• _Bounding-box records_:
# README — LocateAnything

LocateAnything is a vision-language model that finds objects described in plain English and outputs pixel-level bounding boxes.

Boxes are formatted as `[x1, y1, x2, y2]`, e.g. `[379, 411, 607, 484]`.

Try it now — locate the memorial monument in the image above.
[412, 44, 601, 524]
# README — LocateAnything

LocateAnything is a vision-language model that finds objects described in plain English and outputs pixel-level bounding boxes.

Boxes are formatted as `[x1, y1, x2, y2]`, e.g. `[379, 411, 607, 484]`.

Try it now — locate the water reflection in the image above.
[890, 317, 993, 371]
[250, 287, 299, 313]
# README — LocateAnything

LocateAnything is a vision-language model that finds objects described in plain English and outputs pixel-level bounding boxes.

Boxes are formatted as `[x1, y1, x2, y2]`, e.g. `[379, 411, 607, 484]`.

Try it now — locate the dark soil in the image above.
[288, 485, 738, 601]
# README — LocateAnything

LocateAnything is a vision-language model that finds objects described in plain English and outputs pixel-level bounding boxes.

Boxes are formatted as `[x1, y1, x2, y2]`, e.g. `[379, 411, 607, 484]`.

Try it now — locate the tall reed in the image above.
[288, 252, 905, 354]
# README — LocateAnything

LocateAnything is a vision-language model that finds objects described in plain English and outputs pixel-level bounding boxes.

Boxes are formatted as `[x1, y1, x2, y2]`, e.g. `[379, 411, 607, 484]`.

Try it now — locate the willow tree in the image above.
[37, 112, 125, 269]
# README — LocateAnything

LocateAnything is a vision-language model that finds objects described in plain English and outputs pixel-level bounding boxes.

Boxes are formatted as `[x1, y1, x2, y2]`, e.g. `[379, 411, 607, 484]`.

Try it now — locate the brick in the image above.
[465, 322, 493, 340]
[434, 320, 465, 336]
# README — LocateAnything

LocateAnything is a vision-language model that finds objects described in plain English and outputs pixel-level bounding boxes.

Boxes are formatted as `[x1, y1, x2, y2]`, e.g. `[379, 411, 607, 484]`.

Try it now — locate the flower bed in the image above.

• _TASK TO COMPLETE_: Reproduce the entries above from the start through the line containing "[412, 44, 601, 524]", both included, requests and all. Multiply every box coordinate in the answers by 0.3 and round to whole numbers, halves up, leaving all other numbers unchanged.

• _RESPONSE TO THE EXERCISE_:
# README — LocateAnything

LocateAnything is a vision-language model that finds objects described in plain English and outputs pixel-level bounding boxes.

Boxes are formatted as `[x1, y1, x2, y2]`, e.g. `[379, 411, 607, 484]`.

Try it now — locate the memorial monument in the image above.
[124, 13, 180, 157]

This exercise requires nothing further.